WHAT TO PRODUCE:
Reproduce each line below without any alteration.

DATA SUPPLIED:
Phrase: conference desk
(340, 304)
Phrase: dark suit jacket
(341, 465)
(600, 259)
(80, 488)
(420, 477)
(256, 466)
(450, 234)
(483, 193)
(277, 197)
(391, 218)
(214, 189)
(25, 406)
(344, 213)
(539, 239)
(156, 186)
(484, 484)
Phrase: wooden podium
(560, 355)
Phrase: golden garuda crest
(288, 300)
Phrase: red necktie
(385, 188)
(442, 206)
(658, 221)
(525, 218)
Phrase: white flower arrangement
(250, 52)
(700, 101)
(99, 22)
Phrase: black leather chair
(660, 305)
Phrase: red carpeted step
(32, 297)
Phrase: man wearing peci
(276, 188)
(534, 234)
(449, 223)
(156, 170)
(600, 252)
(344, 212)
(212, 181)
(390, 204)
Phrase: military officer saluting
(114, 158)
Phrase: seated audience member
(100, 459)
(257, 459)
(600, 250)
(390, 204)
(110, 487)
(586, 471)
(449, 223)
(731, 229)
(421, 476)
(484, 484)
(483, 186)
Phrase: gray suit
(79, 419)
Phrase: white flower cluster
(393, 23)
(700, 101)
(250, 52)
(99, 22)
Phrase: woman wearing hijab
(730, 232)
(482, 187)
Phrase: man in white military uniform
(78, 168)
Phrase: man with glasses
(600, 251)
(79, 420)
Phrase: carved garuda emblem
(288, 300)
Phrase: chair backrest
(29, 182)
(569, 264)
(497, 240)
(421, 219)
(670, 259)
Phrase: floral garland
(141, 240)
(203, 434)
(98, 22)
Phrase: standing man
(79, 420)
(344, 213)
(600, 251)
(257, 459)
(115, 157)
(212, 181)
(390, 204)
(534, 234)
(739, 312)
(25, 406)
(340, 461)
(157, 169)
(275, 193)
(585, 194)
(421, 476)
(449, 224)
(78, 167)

TASK OUTPUT:
Phrase: conference desk
(340, 304)
Phrase: dark suit jacket
(341, 465)
(600, 259)
(80, 488)
(420, 477)
(256, 466)
(450, 234)
(483, 193)
(277, 197)
(391, 218)
(214, 189)
(25, 406)
(344, 213)
(539, 239)
(156, 186)
(484, 484)
Phrase: wooden podium
(560, 355)
Phrase: golden garuda crest
(288, 300)
Phrase: red necktie
(385, 188)
(442, 206)
(658, 221)
(525, 218)
Phrase: white flower arrangement
(250, 52)
(700, 101)
(99, 22)
Phrase: black leather chair
(660, 305)
Phrase: red carpeted step
(32, 297)
Phrase: man wearing peci
(276, 188)
(534, 234)
(449, 223)
(156, 170)
(600, 252)
(344, 212)
(212, 181)
(390, 204)
Phrase: military officer saluting
(114, 158)
Phrase: seated audience member
(100, 459)
(257, 459)
(600, 250)
(390, 204)
(110, 487)
(586, 471)
(449, 223)
(731, 229)
(421, 476)
(484, 484)
(483, 186)
Phrase: gray suit
(79, 419)
Phrase: white flower cluster
(393, 23)
(700, 101)
(250, 52)
(99, 22)
Phrase: woman wearing hijab
(730, 232)
(482, 187)
Phrase: man in white military uniform
(78, 168)
Phrase: man with glasses
(600, 251)
(79, 420)
Phrase: carved garuda emblem
(288, 300)
Phrase: chair backrest
(29, 182)
(569, 264)
(497, 240)
(421, 219)
(670, 259)
Phrase: floral garland
(141, 240)
(203, 434)
(98, 22)
Phrase: standing man
(79, 420)
(344, 213)
(600, 251)
(257, 459)
(115, 157)
(212, 181)
(390, 204)
(534, 234)
(739, 312)
(25, 406)
(340, 461)
(157, 169)
(275, 193)
(585, 194)
(421, 476)
(449, 224)
(78, 167)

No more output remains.